Each entry needs to be restated exactly as written.

▸ SOURCE MATERIAL:
Start

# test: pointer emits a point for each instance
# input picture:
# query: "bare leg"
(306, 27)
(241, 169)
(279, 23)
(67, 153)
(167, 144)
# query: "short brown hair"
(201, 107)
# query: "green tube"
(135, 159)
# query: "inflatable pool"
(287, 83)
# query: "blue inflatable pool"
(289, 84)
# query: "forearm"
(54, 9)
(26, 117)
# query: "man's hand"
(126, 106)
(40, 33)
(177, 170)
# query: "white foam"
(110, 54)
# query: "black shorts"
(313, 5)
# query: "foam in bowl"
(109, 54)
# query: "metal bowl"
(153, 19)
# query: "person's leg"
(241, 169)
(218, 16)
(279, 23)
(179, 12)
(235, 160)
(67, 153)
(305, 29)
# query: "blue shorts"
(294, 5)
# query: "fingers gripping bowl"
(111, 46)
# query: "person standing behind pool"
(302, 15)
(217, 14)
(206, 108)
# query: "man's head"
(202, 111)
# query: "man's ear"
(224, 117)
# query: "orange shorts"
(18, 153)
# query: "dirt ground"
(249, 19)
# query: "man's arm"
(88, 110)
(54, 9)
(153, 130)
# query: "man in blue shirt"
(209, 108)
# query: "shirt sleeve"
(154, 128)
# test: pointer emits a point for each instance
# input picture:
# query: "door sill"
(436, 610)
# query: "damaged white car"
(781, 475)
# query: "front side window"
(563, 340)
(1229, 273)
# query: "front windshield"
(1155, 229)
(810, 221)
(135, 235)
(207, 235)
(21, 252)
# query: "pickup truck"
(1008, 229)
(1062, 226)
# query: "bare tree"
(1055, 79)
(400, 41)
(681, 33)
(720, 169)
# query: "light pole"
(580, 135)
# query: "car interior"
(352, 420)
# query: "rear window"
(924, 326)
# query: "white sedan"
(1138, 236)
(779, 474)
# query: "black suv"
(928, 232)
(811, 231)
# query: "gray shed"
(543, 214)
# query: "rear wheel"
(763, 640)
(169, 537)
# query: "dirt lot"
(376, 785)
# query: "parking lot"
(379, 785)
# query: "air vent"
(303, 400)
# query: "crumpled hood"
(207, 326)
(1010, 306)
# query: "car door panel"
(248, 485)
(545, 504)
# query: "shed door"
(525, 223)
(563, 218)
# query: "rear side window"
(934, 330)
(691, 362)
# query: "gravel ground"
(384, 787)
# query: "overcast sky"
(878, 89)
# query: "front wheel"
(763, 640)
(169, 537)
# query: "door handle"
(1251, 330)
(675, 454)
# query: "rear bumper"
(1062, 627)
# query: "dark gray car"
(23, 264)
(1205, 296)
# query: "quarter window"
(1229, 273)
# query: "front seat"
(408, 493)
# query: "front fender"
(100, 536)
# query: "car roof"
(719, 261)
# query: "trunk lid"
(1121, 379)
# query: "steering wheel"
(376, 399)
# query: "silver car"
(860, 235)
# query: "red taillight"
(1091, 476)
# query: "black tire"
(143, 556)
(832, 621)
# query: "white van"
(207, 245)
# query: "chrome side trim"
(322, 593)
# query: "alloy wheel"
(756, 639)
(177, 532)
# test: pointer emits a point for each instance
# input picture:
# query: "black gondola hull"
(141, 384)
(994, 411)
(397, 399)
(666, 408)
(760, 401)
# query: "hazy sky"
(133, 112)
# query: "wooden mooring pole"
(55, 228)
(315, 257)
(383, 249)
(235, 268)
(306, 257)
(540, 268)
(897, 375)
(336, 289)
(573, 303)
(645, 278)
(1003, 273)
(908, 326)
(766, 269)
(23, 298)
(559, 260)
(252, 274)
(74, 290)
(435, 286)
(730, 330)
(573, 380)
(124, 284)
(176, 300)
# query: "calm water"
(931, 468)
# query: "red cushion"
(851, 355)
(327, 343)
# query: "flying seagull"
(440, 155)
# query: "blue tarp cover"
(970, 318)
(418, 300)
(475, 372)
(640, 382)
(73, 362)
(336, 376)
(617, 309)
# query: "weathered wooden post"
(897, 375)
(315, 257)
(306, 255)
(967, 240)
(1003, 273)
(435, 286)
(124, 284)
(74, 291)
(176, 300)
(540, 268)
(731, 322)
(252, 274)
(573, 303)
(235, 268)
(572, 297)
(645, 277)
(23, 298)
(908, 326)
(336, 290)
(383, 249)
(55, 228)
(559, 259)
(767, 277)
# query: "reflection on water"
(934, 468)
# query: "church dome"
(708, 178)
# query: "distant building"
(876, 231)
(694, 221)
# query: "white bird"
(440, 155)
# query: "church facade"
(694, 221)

End

▸ WRITTEN RESPONSE:
# test: pointer emits a point for each instance
# input picture:
# query: "bare leg"
(306, 27)
(241, 169)
(279, 23)
(67, 153)
(167, 144)
# query: "short brown hair"
(201, 107)
# query: "green tube"
(135, 159)
# query: "inflatable pool"
(287, 83)
# query: "blue inflatable pool"
(289, 84)
# query: "forearm"
(54, 9)
(26, 117)
# query: "man's hand"
(126, 106)
(40, 33)
(177, 170)
# query: "white foam"
(110, 54)
# query: "black shorts"
(313, 5)
# query: "foam in bowl"
(109, 54)
# query: "metal bowl"
(153, 19)
# query: "person's leg"
(241, 169)
(218, 16)
(279, 23)
(179, 12)
(235, 160)
(67, 153)
(305, 29)
# query: "blue shorts"
(294, 5)
# query: "fingers gripping bowl"
(111, 46)
# query: "person standing behind pool"
(302, 15)
(217, 14)
(206, 108)
# query: "man's head"
(202, 111)
# query: "man's ear"
(224, 117)
# query: "orange shorts"
(18, 153)
# query: "dirt ground"
(249, 19)
# query: "man's arm"
(88, 110)
(54, 9)
(153, 130)
# query: "man in blue shirt"
(209, 108)
# query: "shirt sleeve"
(154, 128)
# test: pointer emits a point for each instance
# input picture:
# query: "door sill"
(436, 610)
# query: "damaged white car"
(781, 475)
# query: "front side window"
(563, 340)
(1229, 273)
# query: "front windshield"
(1155, 229)
(810, 221)
(135, 235)
(207, 235)
(21, 252)
# query: "pickup truck"
(1008, 229)
(1062, 226)
# query: "bare tree"
(1055, 79)
(400, 41)
(681, 33)
(720, 169)
# query: "light pole"
(580, 135)
# query: "car interior"
(352, 420)
# query: "rear window"
(924, 326)
# query: "white sedan"
(1138, 236)
(779, 474)
# query: "black suv"
(928, 232)
(811, 231)
# query: "gray shed"
(543, 214)
# query: "rear wheel"
(763, 640)
(169, 537)
# query: "dirt lot"
(376, 785)
# query: "parking lot"
(379, 785)
# query: "air vent"
(303, 400)
# query: "crumpled hood"
(207, 326)
(1010, 306)
# query: "car door panel"
(248, 485)
(545, 504)
# query: "shed door"
(525, 223)
(563, 218)
# query: "rear side window"
(934, 330)
(691, 362)
# query: "gravel ground"
(384, 787)
# query: "overcast sky"
(878, 89)
# query: "front wheel"
(763, 640)
(169, 537)
# query: "door handle"
(1251, 330)
(675, 454)
# query: "rear bumper"
(1062, 627)
# query: "dark gray car"
(23, 264)
(1205, 296)
# query: "quarter window"
(1229, 273)
# query: "front seat"
(408, 493)
# query: "front fender"
(100, 536)
# query: "car roof"
(719, 261)
# query: "trunk lid"
(1121, 379)
# query: "steering wheel"
(376, 399)
# query: "silver car"
(860, 235)
# query: "red taillight"
(1091, 476)
# query: "black tire"
(143, 556)
(832, 621)
# query: "white van"
(207, 245)
# query: "chrome side trim"
(322, 593)
# query: "alloy wheel"
(756, 639)
(177, 532)
# test: pointer emits a point for each instance
# input picture:
# query: "black gondola hull"
(141, 384)
(994, 411)
(397, 399)
(666, 408)
(760, 401)
# query: "hazy sky"
(133, 112)
# query: "wooden mooring pole"
(55, 228)
(315, 257)
(383, 249)
(235, 268)
(306, 257)
(540, 268)
(897, 375)
(336, 289)
(573, 303)
(645, 278)
(1003, 273)
(908, 326)
(766, 269)
(23, 298)
(559, 260)
(252, 274)
(74, 290)
(435, 286)
(730, 330)
(573, 380)
(124, 284)
(176, 300)
# query: "calm water"
(931, 468)
# query: "red cushion"
(851, 355)
(327, 343)
# query: "flying seagull"
(440, 155)
# query: "blue tarp cover"
(970, 318)
(418, 300)
(475, 372)
(640, 382)
(73, 362)
(336, 376)
(617, 309)
# query: "weathered wooden post"
(897, 375)
(315, 257)
(306, 255)
(967, 240)
(1003, 273)
(435, 286)
(124, 284)
(74, 291)
(176, 300)
(540, 268)
(731, 322)
(252, 274)
(573, 303)
(235, 268)
(572, 297)
(645, 277)
(23, 298)
(908, 326)
(336, 290)
(383, 249)
(55, 228)
(559, 259)
(767, 277)
# query: "reflection on water"
(934, 468)
# query: "church dome"
(708, 178)
# query: "distant building"
(876, 231)
(694, 221)
# query: "white bird"
(440, 155)
# query: "church facade"
(694, 221)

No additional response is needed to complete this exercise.